• [Collected data]
::::
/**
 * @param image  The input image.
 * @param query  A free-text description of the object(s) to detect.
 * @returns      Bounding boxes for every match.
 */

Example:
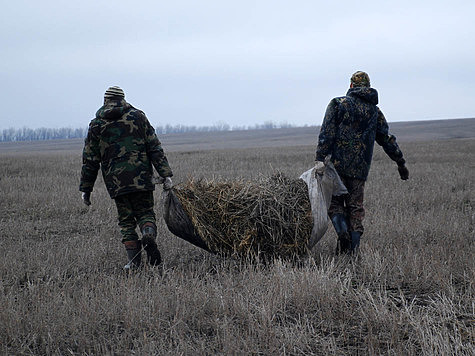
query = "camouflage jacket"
[316,87,404,180]
[79,99,173,198]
::::
• [EXERCISE AIM] Rewrite these lines with every "query" replaced by "prompt", keeping everything else the same and leaving out the pictures.

• [RESPONSE TO THIS TASK]
/**
 * @param image  The input image.
 * @param prompt  A free-text description of the object(s) to detect.
 * @returns      Bounding boxes for every match.
 */

Example:
prompt = "camouflage jacket"
[316,87,404,180]
[79,99,173,198]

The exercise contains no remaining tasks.